> **EXERCISE PASSAGE**:
PhD defense: Mikkel wants to improve the efficiency of alkaline electrolysis

Monday 30 Oct 17

Alkaline membrane water electrolysis with non-noble catalysts

Main supervisors: Erik Christensen

Co-supervisors: Jens Oluf Jensen, David Aili, and Aleksey Nikoforov

Examination committee: Christodoulos Chatzichristodoulou (DTU Energy), Svein Sunde (NTNU), and Kasper Tipsmark Therkildsen (Siemens A/S)

Electrolysis will play an important role for energy storage in a society based on power from solar and wind. For this to happen, electrolysis cells need to be efficient and cheap. On 13. October 2017 Mikkel Rykær Kraglund defended his PhD thesis ‘Alkaline membrane water electrolysis with non-noble catalysts' which aims to solve this challenge.

Electrolysis cells use power to split water molecules (H2O) into hydrogen (H2) and oxygen (O2). This is an old, well-established technology but it has experienced something of a renaissance after the realization that it can be used to store surplus power from, e.g., wind turbines as chemical energy in hydrogen. When the power is needed again, the hydrogen can be converted in a gas turbine or a fuel cell to generate electricity. It is also possible to go a step further and use hydrogen in combination with CO2 to make synthetic methane or gasoline.

> **RECORD EXCERPTS**:
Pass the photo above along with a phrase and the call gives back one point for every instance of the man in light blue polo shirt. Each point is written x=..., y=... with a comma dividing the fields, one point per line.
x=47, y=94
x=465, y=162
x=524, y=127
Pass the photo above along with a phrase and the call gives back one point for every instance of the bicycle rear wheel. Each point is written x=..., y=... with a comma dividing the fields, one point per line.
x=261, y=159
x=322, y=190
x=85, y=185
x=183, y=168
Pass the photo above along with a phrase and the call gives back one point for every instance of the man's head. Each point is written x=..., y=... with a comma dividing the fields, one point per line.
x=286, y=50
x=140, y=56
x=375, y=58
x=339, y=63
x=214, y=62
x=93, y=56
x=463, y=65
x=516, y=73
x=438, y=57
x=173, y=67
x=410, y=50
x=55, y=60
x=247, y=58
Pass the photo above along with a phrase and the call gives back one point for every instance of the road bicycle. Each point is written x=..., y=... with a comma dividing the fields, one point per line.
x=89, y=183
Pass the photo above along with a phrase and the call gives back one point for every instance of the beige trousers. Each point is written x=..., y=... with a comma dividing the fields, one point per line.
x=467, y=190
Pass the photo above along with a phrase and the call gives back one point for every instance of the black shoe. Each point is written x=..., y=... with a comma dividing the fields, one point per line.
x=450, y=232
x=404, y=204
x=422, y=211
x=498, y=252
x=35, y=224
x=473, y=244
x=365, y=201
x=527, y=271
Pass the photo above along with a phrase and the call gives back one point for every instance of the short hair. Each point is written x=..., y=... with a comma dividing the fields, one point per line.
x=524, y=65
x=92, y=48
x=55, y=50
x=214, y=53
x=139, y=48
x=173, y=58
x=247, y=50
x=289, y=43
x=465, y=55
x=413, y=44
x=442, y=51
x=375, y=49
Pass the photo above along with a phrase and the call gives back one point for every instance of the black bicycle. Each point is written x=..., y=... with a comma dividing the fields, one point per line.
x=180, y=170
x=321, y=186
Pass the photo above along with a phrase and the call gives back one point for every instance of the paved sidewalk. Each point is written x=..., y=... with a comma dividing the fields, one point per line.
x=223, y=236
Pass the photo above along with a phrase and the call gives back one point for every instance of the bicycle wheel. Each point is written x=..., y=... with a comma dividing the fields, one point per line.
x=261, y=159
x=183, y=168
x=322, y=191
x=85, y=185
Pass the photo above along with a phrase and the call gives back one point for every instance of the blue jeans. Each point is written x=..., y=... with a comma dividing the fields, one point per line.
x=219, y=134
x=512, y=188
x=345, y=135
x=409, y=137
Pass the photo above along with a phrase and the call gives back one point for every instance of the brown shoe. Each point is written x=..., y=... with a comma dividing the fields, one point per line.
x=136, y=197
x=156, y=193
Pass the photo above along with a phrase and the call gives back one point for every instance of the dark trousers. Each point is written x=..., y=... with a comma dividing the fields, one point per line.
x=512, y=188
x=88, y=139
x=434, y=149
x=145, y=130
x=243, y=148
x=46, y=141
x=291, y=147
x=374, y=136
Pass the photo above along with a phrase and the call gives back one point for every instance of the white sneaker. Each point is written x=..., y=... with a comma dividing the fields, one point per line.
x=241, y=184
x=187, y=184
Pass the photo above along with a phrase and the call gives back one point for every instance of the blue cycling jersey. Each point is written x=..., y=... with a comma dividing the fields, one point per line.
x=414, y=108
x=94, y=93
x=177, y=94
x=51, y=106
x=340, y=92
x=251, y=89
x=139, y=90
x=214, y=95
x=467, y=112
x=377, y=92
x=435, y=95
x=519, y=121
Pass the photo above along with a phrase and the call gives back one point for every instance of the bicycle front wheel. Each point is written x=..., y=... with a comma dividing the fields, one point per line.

> **TASKS AND EXERCISES**:
a. In the defense announcement, on what date did Mikkel Rykær Kraglund defend his PhD thesis?
b. Who are all the co-supervisors listed in the defense announcement?
The items come from a source unrelated to the defense announcement.

> **OUTPUTS FOR THE TASKS**:
a. 13 October 2017

b. Jens Oluf Jensen, David Aili, and Aleksey Nikoforov